**Given problem:** Repeat each of the rows below word for word, keeping every line as it is.

**Data drawn from a collection:**

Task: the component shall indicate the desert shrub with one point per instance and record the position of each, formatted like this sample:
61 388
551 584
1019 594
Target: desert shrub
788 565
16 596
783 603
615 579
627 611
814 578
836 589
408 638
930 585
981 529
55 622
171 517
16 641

**The completed task:**
Task: the component shall indicate the desert shrub with one point per instance and record the position of each, formatted like this sample:
61 388
551 584
1019 594
Target: desert shrub
788 565
16 596
783 603
615 579
627 611
814 578
836 589
408 638
930 585
981 529
55 622
171 517
16 641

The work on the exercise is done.